[[ Passage shown open ]]

Q: You’ve been accused of covering this up because you wanted to win the national title. Can you say anything about what your motives were?
A: All the motives I’ve ever had in decisions I’ve made were with the kids in mind and doing what I thought was the right thing. Winning the national championship is so far out there and we work so hard day to day trying to get better in every way we can, that certainly wasn’t a motive.
Q: Have you talked to Terrelle Pryor recently?
A: Yeah, I’ve kept in good contact with him since he’s been in Oakland [with the Raiders in the NFL]. I haven’t talked with him in the last week, probably.
Q: I was curious if you still had a relationship.
A: Oh, heavens, yes, absolutely. I talked to a lot of guys you’d never heard of, I talk to guys like Terrelle Pryor or Maurice Clarett. All of my kids are my kids for life.
Q: Dan Herron and DeVier Posey have a great opportunity ahead of them in the NFL despite what happened.
A: Absolutely. I talked to all of them when they were down at the Senior Bowl and they were excited.
Q: Was it a couple months before you started to get back to your old self? Can you put a timetable on it? You had so much to think about and cope with.

[[ Passage shown closed ]]

**Required work:**
1. Answer these questions using the interview:
(a) Where does the speaker say Terrelle Pryor has been playing?
(b) Where did the speaker talk with Dan Herron and DeVier Posey?
(c) What does the speaker say was certainly not a motive?
2. Write the next part of the interview, picking up right after its last line.
The entries that follow the interview have nothing to do with it.

[[ Records open ]]

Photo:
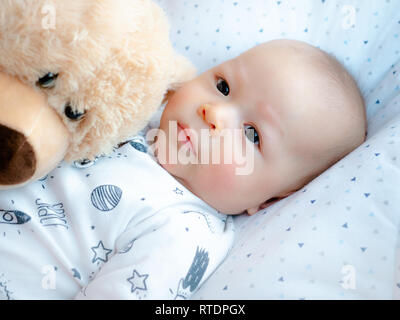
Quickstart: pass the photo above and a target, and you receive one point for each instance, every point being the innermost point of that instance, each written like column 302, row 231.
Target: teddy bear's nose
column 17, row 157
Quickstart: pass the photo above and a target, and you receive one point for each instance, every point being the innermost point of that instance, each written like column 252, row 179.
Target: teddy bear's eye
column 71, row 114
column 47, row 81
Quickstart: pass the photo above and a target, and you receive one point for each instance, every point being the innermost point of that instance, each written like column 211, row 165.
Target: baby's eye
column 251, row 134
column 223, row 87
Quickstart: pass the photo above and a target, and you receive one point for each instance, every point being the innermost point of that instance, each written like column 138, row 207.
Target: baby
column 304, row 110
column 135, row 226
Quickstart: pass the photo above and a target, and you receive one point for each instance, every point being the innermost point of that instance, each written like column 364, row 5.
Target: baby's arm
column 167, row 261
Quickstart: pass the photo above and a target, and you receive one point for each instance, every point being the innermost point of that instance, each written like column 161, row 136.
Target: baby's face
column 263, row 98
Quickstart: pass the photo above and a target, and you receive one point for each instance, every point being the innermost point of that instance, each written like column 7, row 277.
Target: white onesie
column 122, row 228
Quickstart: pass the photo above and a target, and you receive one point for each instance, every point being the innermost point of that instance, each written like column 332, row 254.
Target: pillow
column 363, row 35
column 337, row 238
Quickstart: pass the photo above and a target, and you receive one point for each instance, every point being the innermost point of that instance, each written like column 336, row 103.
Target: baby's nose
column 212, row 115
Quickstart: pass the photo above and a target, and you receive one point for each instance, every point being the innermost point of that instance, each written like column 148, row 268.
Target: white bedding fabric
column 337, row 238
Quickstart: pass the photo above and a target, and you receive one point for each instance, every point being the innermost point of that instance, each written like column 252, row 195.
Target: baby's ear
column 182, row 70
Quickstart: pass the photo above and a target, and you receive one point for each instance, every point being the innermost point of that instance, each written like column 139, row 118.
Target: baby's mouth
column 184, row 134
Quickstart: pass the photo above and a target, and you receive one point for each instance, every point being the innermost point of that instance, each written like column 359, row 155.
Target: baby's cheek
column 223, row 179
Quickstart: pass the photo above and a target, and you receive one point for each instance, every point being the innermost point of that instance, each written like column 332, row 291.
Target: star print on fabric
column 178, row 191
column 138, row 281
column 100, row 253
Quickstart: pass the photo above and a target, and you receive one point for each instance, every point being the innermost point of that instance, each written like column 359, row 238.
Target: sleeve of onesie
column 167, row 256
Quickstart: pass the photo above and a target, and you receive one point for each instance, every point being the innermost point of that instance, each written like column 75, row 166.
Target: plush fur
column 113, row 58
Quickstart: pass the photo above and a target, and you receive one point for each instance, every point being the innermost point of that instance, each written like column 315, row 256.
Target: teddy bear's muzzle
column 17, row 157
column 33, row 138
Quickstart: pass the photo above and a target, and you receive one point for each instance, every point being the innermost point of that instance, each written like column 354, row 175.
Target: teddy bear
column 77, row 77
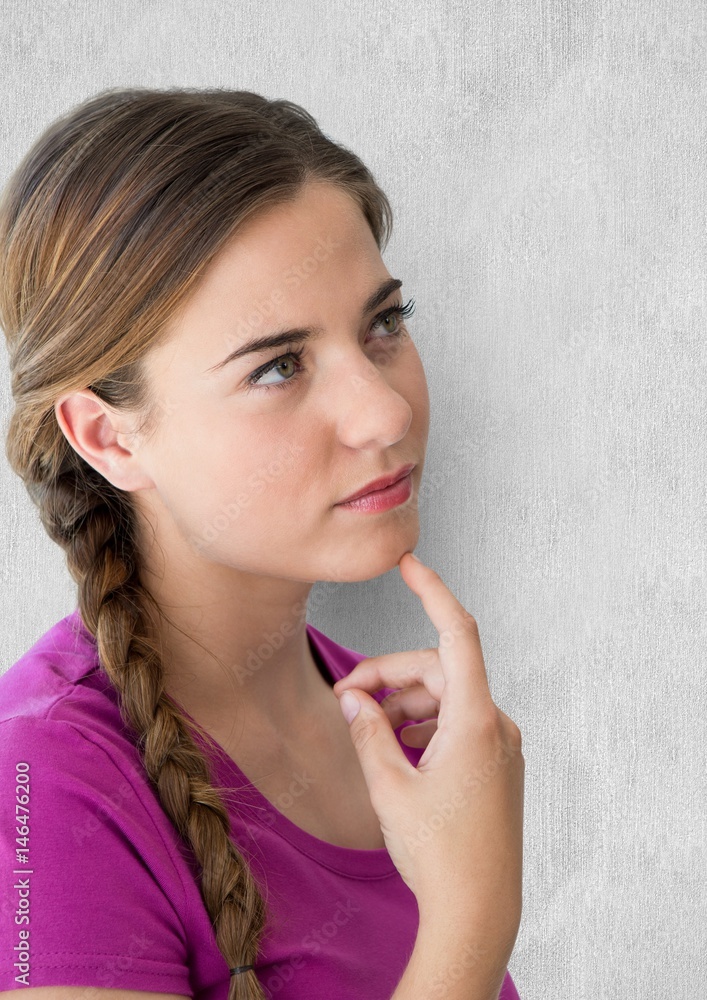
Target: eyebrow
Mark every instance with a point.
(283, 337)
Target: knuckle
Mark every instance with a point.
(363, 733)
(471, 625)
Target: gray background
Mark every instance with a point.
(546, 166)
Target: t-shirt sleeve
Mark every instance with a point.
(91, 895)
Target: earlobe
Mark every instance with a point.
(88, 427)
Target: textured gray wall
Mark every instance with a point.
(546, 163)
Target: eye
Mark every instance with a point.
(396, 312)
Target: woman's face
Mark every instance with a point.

[[ Records closed ]]

**Responses per task:**
1.
(a) In Oakland, with the Raiders in the NFL.
(b) At the Senior Bowl.
(c) Winning the national championship.

2.
A: I don’t know if you’re ever back to your old self until you’re full speed ahead on something. To me that’s what is so exciting about this opportunity. I’ll get to study this and the folks there can study what things I can get involved with first, second and third once I hit the ground running when I officially start.
Yesterday seemed a little bit like the old days. My first thing was with kids at 8 o’clock in the morning, my last event ended at 9:30 last night. I had a fundraiser for the Berea Education Foundation. It was one of those long, long days, thousands of people, an opportunity to share. That was a little bit more like what my former life was about. I thought at the end of it, ‘Oh, my gosh, this former life was hard. It was long.’
I don’t know if you’re back to your normal style of life until you’re really just consumed with what you do. That’s dangerous in some ways because all of a sudden you get so consumed in what you’re doing you forget about doing some of the other things that maybe you ought to do to take care of yourself. I’m looking forward to being consumed with doing all we can to make sure the students move towards success. Getting involved with that and everything that goes along with it, all the things we did when we were here, our No. 1 goal was student success. But also we wanted to help the community, we wanted to help fundraising, we wanted to help create partnerships for the university. But you keep that No. 1 focus, which is coming up with the best ways you can for your students to succeed.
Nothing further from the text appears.